-- TEXT SECTION --
=== Section Start ===
So, what's the food like?
A quick look on the internet and you will find that yes there is local cuisine but mainly the internet likes to shout that you can get anything that you can think of. Our nearest restaurant is Lebanese and the take away about 10 yards further on is an Indian. How can I tell from quarantine? The signs are neon, you can read them from space.
When we first arrived some kind person had been out and purchased some basic groceries for us. The thought was very much appreciated. The execution was equal parts hiliarious and disappointing. Firstly why does anyone need six cucumbers? Secondly with a distinct lack of gin what are we going to do with 7 lemons? Finally how badly thought of are the British as consumers of food that we might actually want these frozen burgers. Frozen burgers doesn't sound that bad but these are the ones from Iceland that come in the party sized bag of miscellaneous meat products. However, I cannot stress this enough, without those burgers we would have been eating very little our first night here so thank you whoever went and got them.
=== Section End ===
-- WHAT TO DO --
Reproduce the part of the food text that begins at the words "When we first" and stops after "and got them.", keeping every word and mark unchanged.

-- DATA SECTION --
=== Section Start ===
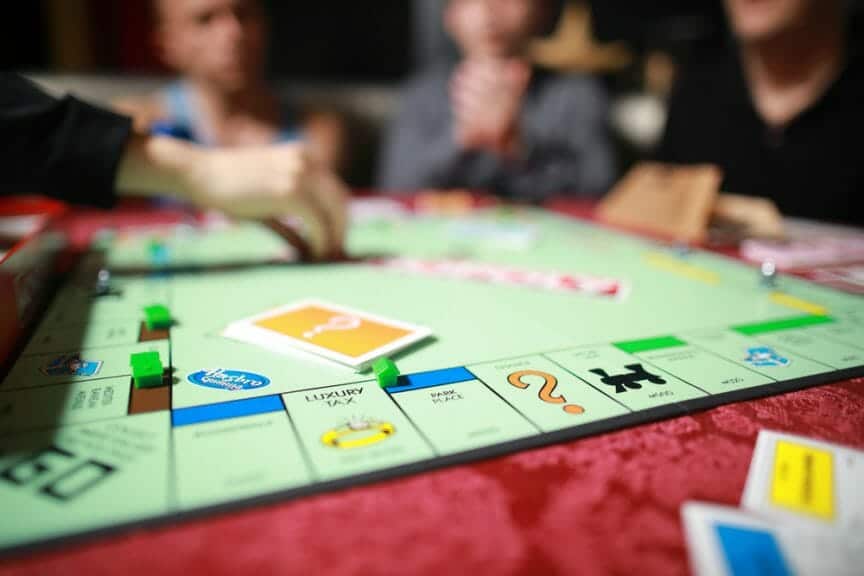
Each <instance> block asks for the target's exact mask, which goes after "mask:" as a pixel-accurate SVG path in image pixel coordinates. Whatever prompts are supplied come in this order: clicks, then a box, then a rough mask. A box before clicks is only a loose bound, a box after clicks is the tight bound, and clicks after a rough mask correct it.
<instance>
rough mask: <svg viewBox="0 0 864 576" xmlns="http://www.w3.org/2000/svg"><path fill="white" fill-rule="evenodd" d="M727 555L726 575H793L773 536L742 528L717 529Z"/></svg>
mask: <svg viewBox="0 0 864 576" xmlns="http://www.w3.org/2000/svg"><path fill="white" fill-rule="evenodd" d="M716 530H717V536H718V537H719V538H720V544H721V546H722V547H723V552H724V553H725V555H726V565H727V566H728V567H729V573H730V574H733V575H734V576H792V572H791V571H790V570H789V566H788V565H787V564H786V560H785V559H784V558H783V552H781V550H780V545H779V544H778V543H777V539H776V538H774V535H773V534H771V533H770V532H767V531H765V530H754V529H752V528H744V527H742V526H726V525H723V524H720V525H718V526H717V527H716Z"/></svg>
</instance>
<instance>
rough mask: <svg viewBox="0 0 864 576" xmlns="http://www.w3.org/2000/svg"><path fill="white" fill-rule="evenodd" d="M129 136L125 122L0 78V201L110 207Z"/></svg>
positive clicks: (13, 75) (6, 77) (77, 100)
mask: <svg viewBox="0 0 864 576" xmlns="http://www.w3.org/2000/svg"><path fill="white" fill-rule="evenodd" d="M131 132H132V122H131V120H130V119H129V118H126V117H125V116H120V115H117V114H114V113H112V112H108V111H106V110H103V109H100V108H97V107H95V106H91V105H89V104H87V103H85V102H82V101H81V100H78V99H76V98H73V97H71V96H66V97H64V98H62V99H59V100H58V99H56V98H53V97H52V96H49V95H48V94H46V93H45V92H43V91H42V90H40V89H39V88H38V87H36V85H34V84H33V83H32V82H30V81H29V80H26V79H24V78H22V77H21V76H18V75H16V74H10V73H5V72H0V168H2V169H0V196H7V195H12V194H34V193H38V194H44V195H46V196H50V197H52V198H57V199H59V200H63V201H66V202H70V203H74V204H89V205H93V206H99V207H106V208H107V207H110V206H111V205H113V203H114V200H115V193H114V179H115V174H116V172H117V169H118V166H119V164H120V159H121V158H122V156H123V151H124V149H125V147H126V143H127V142H128V140H129V138H130V136H131Z"/></svg>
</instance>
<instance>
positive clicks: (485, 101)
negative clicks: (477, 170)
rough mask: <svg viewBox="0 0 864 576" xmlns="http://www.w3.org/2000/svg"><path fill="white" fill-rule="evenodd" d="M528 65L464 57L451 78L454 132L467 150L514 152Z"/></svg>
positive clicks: (512, 154) (526, 82) (450, 84)
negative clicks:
=== Section End ===
-- SOLUTION TO THIS EXERCISE --
When we first arrived some kind person had been out and purchased some basic groceries for us. The thought was very much appreciated. The execution was equal parts hiliarious and disappointing. Firstly why does anyone need six cucumbers? Secondly with a distinct lack of gin what are we going to do with 7 lemons? Finally how badly thought of are the British as consumers of food that we might actually want these frozen burgers. Frozen burgers doesn't sound that bad but these are the ones from Iceland that come in the party sized bag of miscellaneous meat products. However, I cannot stress this enough, without those burgers we would have been eating very little our first night here so thank you whoever went and got them.